* AIM:
State how many lines of the listing below contain the word "stone". Reply with the number alone.

(Image location labeling entries)
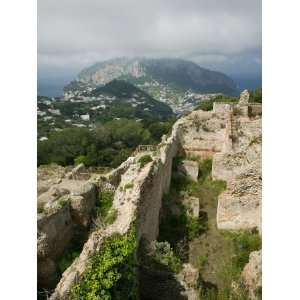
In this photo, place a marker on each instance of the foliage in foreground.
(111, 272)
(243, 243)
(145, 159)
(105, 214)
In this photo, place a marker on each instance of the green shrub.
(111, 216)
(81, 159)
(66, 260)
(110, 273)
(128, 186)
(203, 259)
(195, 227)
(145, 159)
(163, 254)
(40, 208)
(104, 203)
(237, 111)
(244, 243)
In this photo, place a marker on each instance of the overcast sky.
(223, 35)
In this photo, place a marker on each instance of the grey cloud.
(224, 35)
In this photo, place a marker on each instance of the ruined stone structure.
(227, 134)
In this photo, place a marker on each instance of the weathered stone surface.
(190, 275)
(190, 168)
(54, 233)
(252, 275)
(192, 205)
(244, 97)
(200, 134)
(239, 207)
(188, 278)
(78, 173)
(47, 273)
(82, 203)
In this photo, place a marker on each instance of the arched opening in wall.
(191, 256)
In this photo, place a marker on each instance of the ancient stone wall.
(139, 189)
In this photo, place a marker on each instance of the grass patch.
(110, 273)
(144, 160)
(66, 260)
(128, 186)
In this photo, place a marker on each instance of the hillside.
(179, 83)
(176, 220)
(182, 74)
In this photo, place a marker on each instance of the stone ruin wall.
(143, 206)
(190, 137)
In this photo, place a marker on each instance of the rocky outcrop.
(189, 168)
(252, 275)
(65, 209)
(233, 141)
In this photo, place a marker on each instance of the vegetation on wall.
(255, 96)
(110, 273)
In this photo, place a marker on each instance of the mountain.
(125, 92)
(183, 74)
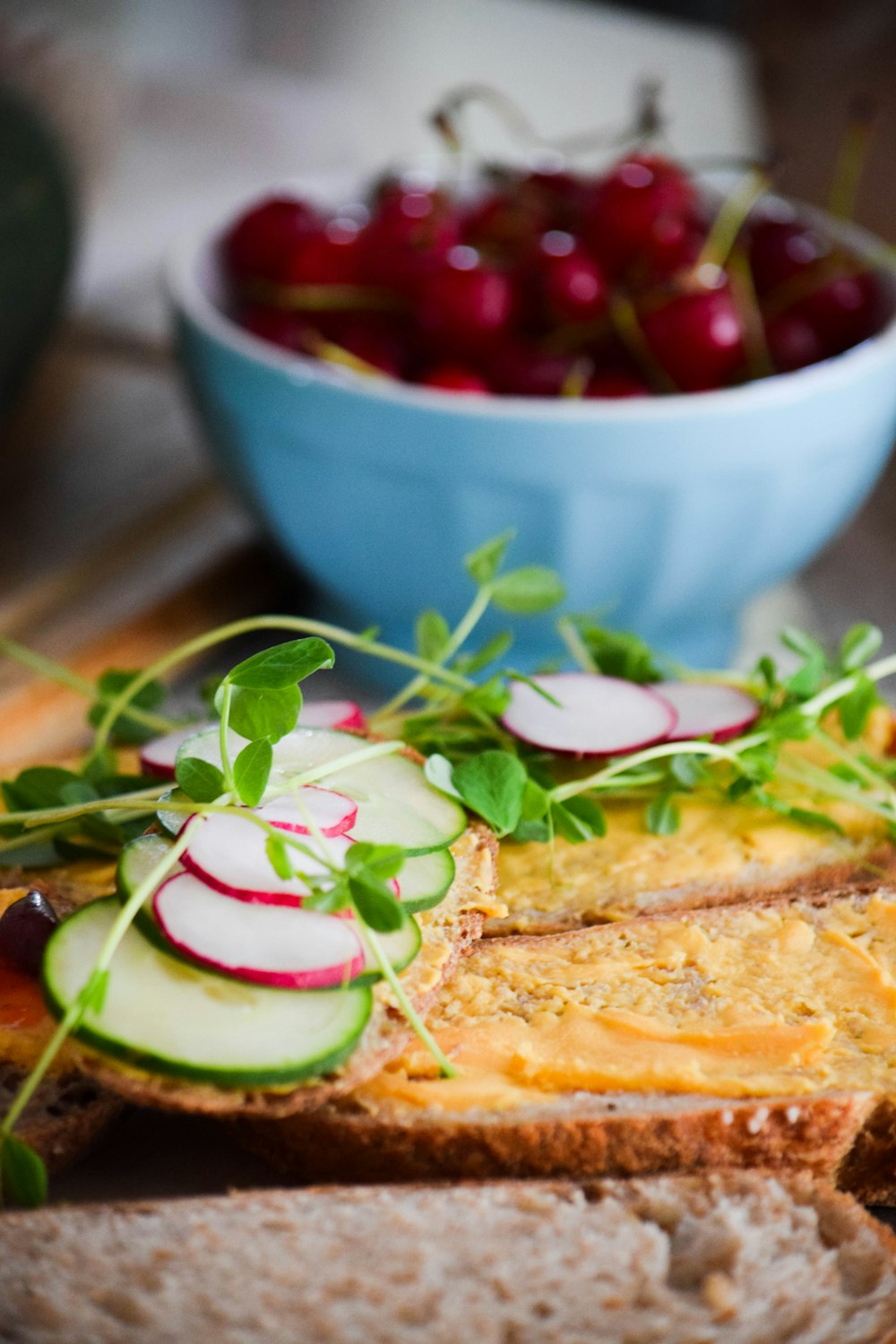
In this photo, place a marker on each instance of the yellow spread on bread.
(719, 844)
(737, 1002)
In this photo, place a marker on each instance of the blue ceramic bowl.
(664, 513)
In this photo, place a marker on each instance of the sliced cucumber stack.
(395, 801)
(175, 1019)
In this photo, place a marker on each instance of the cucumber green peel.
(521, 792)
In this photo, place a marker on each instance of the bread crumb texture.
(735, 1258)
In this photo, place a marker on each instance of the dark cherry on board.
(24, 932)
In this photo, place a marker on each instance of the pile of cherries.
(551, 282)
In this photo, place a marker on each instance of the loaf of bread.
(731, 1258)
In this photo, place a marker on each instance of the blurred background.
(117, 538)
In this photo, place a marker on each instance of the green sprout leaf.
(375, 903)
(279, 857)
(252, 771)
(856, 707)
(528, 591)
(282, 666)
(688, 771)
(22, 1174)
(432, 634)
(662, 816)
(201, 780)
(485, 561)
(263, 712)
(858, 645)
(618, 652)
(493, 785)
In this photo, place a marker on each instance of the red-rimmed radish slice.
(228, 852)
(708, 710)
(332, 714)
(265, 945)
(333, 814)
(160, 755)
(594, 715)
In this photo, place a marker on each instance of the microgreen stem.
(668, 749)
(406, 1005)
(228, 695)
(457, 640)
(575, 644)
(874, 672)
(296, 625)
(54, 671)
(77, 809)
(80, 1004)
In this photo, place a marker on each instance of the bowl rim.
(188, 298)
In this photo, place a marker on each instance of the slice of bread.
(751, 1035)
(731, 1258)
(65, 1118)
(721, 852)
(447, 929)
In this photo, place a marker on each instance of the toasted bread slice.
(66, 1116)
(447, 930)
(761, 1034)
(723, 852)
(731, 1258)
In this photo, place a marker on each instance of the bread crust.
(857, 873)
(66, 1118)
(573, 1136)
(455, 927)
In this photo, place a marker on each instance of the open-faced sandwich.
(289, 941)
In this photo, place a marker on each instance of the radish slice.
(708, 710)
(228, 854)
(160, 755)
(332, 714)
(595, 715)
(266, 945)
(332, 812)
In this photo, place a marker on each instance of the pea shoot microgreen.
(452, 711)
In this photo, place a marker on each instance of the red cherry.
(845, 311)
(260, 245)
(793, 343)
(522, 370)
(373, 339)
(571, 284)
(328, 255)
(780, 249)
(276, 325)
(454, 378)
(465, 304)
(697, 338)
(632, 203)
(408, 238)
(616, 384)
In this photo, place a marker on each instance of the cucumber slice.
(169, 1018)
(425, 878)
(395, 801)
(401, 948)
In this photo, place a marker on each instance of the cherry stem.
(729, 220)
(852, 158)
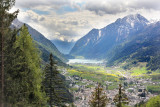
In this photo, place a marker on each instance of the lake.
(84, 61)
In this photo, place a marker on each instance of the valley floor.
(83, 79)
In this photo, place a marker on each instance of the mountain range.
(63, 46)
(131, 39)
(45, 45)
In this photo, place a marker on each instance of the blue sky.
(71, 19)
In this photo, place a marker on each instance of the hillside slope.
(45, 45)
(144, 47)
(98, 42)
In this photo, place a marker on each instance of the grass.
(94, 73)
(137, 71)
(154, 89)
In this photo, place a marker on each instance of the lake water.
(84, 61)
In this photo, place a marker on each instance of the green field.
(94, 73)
---
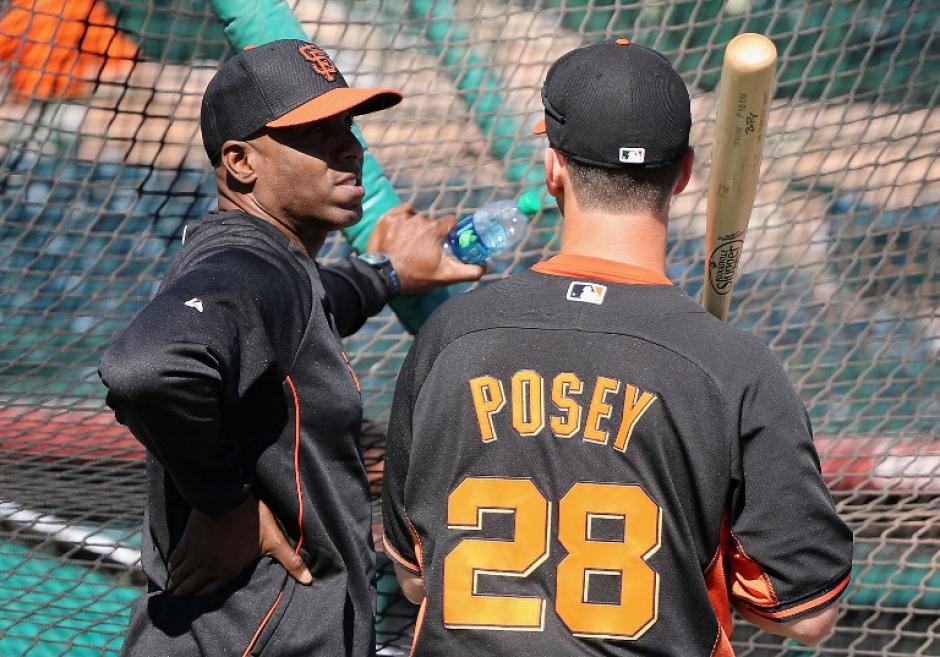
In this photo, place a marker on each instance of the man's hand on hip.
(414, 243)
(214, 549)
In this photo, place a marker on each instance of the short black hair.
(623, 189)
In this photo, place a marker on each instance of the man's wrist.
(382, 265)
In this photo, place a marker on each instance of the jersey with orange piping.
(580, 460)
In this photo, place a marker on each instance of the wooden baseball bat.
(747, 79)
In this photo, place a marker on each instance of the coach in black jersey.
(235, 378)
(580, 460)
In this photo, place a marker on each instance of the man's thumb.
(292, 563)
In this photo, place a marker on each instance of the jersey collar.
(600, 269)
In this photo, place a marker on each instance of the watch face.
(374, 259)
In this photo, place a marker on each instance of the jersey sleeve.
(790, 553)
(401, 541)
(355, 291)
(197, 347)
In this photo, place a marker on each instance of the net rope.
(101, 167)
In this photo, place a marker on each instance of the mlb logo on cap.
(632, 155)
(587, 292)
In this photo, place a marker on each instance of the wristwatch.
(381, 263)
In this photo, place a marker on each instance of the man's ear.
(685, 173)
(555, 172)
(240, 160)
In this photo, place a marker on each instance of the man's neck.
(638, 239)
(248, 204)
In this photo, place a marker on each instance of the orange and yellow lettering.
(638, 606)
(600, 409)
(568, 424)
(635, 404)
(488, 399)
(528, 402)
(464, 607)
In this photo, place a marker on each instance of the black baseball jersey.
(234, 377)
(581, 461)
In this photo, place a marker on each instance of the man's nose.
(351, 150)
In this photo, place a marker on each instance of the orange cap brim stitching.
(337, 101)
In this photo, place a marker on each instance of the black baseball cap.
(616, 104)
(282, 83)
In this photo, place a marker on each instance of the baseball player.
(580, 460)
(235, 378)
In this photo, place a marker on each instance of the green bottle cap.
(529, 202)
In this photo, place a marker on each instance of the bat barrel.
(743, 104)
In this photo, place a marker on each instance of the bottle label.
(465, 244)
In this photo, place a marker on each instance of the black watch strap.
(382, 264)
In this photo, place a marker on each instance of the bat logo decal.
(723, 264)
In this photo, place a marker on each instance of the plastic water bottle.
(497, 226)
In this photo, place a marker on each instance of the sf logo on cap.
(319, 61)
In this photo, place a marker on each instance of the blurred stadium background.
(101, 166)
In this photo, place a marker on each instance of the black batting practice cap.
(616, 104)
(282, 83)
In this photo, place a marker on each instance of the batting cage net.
---
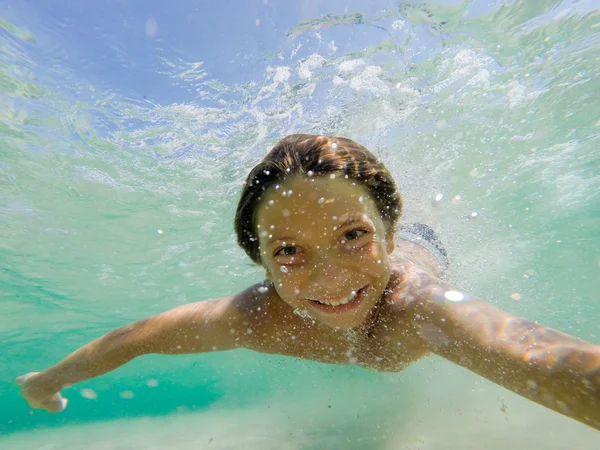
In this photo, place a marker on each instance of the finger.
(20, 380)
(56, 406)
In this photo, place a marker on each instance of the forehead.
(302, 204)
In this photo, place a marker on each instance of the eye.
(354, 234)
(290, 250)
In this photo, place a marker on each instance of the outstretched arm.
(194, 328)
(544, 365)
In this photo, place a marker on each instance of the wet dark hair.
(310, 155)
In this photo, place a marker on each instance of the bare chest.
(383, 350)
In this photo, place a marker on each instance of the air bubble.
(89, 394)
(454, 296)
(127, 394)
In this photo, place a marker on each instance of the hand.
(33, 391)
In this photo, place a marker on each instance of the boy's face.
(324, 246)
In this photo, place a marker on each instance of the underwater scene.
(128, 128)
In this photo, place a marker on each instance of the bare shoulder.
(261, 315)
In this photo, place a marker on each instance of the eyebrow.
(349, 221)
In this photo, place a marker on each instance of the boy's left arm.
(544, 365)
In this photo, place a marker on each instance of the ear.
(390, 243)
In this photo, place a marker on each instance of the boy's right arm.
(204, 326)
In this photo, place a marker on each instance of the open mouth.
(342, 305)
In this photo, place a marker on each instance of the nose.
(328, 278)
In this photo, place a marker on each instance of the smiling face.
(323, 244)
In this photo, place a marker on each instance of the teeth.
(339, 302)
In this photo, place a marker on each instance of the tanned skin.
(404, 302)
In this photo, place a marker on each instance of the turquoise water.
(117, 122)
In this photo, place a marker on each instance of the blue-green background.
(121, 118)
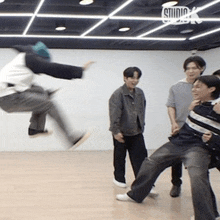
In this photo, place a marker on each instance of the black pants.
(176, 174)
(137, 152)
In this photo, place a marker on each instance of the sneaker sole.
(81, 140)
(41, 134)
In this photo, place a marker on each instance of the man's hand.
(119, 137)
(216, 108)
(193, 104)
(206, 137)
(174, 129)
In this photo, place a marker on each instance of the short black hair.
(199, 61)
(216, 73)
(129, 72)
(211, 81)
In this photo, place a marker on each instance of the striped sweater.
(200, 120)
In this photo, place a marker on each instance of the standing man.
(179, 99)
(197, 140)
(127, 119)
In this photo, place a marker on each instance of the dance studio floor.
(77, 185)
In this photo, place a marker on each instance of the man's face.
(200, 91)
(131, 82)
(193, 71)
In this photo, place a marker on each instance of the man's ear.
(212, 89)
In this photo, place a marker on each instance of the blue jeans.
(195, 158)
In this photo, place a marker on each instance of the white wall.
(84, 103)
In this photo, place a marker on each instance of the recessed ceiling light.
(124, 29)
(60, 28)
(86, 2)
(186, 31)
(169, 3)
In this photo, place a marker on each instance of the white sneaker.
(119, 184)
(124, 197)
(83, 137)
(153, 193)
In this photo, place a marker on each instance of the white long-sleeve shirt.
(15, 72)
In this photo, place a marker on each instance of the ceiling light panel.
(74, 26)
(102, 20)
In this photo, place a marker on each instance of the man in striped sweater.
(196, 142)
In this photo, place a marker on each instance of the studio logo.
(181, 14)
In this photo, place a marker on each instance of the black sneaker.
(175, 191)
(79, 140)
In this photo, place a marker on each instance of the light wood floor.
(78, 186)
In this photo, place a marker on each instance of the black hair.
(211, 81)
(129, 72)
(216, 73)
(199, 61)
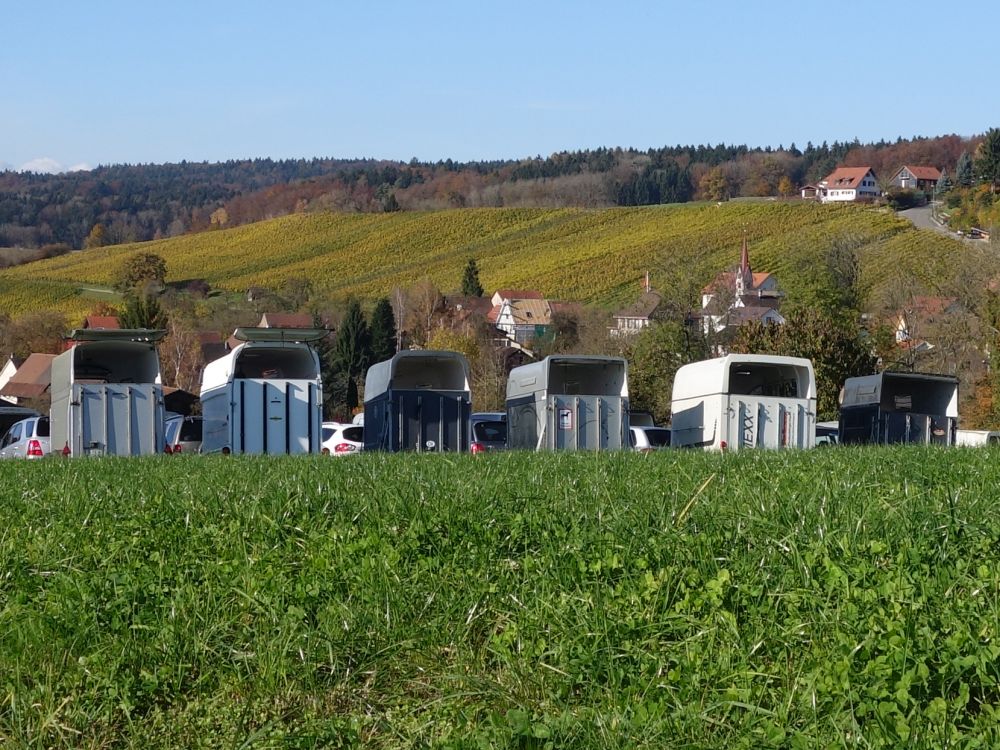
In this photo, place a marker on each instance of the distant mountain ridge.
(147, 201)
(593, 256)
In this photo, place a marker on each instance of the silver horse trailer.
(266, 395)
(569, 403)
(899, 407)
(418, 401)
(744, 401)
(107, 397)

* RESULT OF THIS EXERCISE:
4